課題一覧:
• A. 健康長寿についての文章で、ヘマトクリットは何の割合をあらわすと書かれているか答えなさい。
• B. 健康長寿についての文章を、最後の文の後から書き継ぎなさい。

抜粋文:
··········

◎今月の話題


健康長寿は食肉摂取から

茨城キリスト教大学 生活科学部食物健康化学科  教授 板倉弘重





 




健康長寿のもとは肝臓にあり

 長寿は皆望むところであるが、健康で活動力を持った長寿であってほしい。加
齢に伴う老化を防ぐには、若い時から生活習慣に気をつけなければならないが、
中でも食事が大切である。健康状態をチェックする項目のなかに、栄養評価指標
と呼ばれるものがある。この指標が悪いと健康状態に問題があり、近い将来に何
らかの事故が発生する恐れがあることを意味している。

 栄養評価指標として、肥満度、皮下脂肪の厚さ、体重の推移などと共に血液検
査で測定される血清アルブミン、トランスフェリン、総コレステロール、HDLコ
レステロール、ヘモグロビン、ヘマトクリットなどが挙げられる。これらの指標
が望ましいレベルに維持されて、低下を来たさないようにすることが健康である
ために大切なことである。ヘマトクリットは血液中の血球部分の割合をあらわし
ているが、その他は肝臓が大事な役割をしているのである。これらの体内物質を
生産する素材が肝臓に供給されなかったり、肝臓の生産能力が低下したりすると、
健康に黄信号が点灯されることになる。見逃されやすいが、長寿にとって肝臓は
大切な臓器である。

··········

提供情報:

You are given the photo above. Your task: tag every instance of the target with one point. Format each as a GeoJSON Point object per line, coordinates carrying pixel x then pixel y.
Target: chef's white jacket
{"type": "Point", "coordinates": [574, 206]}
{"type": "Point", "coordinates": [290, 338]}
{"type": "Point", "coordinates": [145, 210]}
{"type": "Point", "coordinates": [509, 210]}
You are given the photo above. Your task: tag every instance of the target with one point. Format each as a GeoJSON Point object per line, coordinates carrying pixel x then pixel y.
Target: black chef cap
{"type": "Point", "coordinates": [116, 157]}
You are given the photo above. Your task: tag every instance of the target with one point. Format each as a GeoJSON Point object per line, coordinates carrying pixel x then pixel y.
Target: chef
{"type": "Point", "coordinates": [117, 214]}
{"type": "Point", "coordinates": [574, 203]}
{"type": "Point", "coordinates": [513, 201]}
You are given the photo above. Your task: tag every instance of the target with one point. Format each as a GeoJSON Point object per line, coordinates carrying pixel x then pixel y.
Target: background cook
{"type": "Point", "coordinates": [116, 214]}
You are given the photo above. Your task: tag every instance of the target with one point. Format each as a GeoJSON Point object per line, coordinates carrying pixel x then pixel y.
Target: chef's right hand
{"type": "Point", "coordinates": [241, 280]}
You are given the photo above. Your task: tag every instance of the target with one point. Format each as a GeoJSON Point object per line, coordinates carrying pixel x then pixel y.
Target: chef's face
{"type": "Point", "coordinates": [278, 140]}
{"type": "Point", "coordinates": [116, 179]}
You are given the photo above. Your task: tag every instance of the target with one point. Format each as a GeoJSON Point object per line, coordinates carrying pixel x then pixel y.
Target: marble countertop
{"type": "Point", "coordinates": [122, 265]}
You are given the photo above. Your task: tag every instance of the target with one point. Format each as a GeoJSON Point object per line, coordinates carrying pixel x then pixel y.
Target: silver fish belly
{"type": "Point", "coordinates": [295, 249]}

··········

解答:
• A. 血液中の血球部分の割合。

• B.
アルブミンの働きと食肉摂取

 血清たんぱく質の半分以上がアルブミンであり、アルブミンが低下すると浮腫
が生じ、疲れやすく、抵抗力が無くなってくる。血清アルブミンが低いと脳卒中
や肺炎などに罹患する人が多くなる。アルブミンは肝臓で作られ、全身に栄養分
を運搬すると共に、体のすみずみの細胞が働いた結果できた老廃物を肝臓まで持
ち帰り、そこで解毒化して体外に排せつしてくれる。肝臓がアルブミンを作るた
めには、その材料となる良質のたんぱく質が必要であり、その筆頭が食肉である。

 また、アルブミン生産工場である肝臓が壊れているのでは、いくら材料があっ
ても体に必要なだけのアルブミンを作ることはできない。肝臓を健全に保つため
には、若いときからの配慮が必要である。肝臓を壊す原因で多いのは、肝炎ウイ
ルス、アルコールの飲み過ぎ、不適切な栄養摂取、肝臓に有害な薬物などが挙げ
られる。肝臓はさまざまなストレスにさらされ、一部が破壊されても、またそれ
を再生修復して働き続けている。

 この肝細胞の再生修復のためには、十分量の良質なたんぱく質が必要であり、
食肉が役立ってくる。それにミネラルやビタミンをバランス良く摂取することで
ある。アルコールによる肝障害や脂肪肝による肝障害などが増加しており、老化
に伴う病気の誘因となってくる。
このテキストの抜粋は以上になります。